(EXCERPT TO READ)
• • • • •

Are secular rituals too churchy?

Charles 10 Comments
Charles

Sunday Assembly founders

 

Posted by Richard Rawlinson

‘Organising atheists is like herding cats’. Richard Dawkins

Every so often, civil celebrants here revive the debate about rituals in secular funerals. Some point out there’s plenty of spirituality already in a unique eulogy and individually-chosen readings and music, and enough symbolism with the procession of the coffin, the lighting of candles, and so forth.

Others say more set words, actions and visual aids could be established to enhance the ceremony—symbols that are appropriate for atheists and those people who are undecided on faith but are not members of any organised religion. The division seems to be between maximum individualism and those who think repeated ritual might help unify secular communities.

Just over a year ago, Pippa Evans and Sanderson Jones held the first meeting of the Sunday Assembly, a church for people who don’t believe in God. Meeting in various public venues, these gatherings offer the chance to meet like-minded people over a good sing-along, some stand-up comedy and more serious talks on subjects such as science. The stated aims include strengthening community bonds, inspiring a sense of wonder about life and promoting the loving values of humanism.

The Sunday Assembly, which a BBC reviewer described as ‘overwhelmingly young, white and middle class’, has divided people like Marmite, some attendees saying it fills a void in their life, others saying it all sounds a bit too happy-clappy.

In an interview with Reform magazine, co-founder Jones said: ‘A lot of atheists have given us abuse on Twitter, because apparently the way we don’t believe in God is not the right way to not believe in God’.

Evans added: ‘I suppose, because we’re not campaigning for atheism, it probably feels closer to church than to atheism as we know it. When we did the first Sunday service a couple of militant atheists came along who were angry that it wasn’t like a rally. We tried to explain that Sunday Assembly is about celebrating being alive’.

• • • • •

(GOAL 1) Summarize the post on secular rituals in two sentences.
(GOAL 2) Return a passage from the post on secular rituals word for word, beginning at the words "Charles 10 Comments" and stopping after the words "unify secular communities.".
The entries that come next have no role here.

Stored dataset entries
• • • • •

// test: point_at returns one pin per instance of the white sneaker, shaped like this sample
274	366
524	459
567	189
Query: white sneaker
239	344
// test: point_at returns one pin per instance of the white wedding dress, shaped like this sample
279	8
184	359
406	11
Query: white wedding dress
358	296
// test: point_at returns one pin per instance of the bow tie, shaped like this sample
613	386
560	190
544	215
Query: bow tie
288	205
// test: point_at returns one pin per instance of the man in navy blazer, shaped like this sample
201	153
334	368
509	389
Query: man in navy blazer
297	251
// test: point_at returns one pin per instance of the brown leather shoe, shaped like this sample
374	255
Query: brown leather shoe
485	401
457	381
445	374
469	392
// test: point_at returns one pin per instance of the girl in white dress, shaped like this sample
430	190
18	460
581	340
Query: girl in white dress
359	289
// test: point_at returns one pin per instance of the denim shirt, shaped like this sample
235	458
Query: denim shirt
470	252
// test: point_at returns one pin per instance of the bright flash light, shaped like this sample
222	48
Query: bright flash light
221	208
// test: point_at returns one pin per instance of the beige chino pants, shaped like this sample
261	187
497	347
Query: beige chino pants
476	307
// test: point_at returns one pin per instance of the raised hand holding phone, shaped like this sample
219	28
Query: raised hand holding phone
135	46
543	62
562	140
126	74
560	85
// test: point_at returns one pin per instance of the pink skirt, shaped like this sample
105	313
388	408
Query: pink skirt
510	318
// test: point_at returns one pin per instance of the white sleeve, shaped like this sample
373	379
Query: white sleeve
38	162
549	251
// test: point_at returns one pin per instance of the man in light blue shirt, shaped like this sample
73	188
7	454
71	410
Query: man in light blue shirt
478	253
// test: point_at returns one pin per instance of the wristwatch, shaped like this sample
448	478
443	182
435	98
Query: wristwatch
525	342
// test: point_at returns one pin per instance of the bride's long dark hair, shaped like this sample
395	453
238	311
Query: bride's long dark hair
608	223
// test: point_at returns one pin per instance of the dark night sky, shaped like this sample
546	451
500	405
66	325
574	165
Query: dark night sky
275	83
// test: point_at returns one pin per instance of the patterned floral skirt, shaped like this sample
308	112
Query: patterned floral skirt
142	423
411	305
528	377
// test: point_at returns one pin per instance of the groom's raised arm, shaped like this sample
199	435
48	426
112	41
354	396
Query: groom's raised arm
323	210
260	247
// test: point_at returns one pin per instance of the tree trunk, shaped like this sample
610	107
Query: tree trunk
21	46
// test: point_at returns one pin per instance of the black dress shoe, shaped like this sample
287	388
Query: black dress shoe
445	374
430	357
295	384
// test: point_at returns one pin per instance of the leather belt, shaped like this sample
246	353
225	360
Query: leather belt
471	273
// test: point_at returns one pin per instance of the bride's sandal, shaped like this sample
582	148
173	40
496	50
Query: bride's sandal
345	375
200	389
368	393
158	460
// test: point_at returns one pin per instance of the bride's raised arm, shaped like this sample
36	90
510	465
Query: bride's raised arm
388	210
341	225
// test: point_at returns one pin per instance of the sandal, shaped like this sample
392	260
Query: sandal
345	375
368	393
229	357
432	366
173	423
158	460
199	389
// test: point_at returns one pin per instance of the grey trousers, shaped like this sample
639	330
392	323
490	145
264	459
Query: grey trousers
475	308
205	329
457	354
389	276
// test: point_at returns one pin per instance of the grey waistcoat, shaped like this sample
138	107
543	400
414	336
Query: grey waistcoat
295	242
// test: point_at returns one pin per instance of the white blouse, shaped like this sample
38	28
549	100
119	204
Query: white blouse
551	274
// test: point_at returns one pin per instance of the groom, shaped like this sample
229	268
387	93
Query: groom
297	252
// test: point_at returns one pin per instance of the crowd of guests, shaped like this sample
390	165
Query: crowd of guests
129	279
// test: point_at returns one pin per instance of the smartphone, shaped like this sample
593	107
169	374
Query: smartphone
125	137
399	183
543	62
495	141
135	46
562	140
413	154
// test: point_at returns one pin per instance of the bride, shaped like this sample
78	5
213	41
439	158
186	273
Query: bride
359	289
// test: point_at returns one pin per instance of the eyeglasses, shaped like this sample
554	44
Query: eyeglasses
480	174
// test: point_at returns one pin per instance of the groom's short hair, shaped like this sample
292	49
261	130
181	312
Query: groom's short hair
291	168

• • • • •

(CORRECT ANSWER 1) Civil celebrants periodically debate rituals in secular funerals, with the division falling between maximum individualism and those who think repeated ritual might help unify secular communities. The Sunday Assembly, a church for people who don't believe in God started by Pippa Evans and Sanderson Jones, has divided people and drawn abuse from a lot of atheists on Twitter, while its founders say it is about celebrating being alive rather than campaigning for atheism.

(CORRECT ANSWER 2)
Charles 10 Comments
Charles

Sunday Assembly founders

 

Posted by Richard Rawlinson

‘Organising atheists is like herding cats’. Richard Dawkins

Every so often, civil celebrants here revive the debate about rituals in secular funerals. Some point out there’s plenty of spirituality already in a unique eulogy and individually-chosen readings and music, and enough symbolism with the procession of the coffin, the lighting of candles, and so forth.

Others say more set words, actions and visual aids could be established to enhance the ceremony—symbols that are appropriate for atheists and those people who are undecided on faith but are not members of any organised religion. The division seems to be between maximum individualism and those who think repeated ritual might help unify secular communities.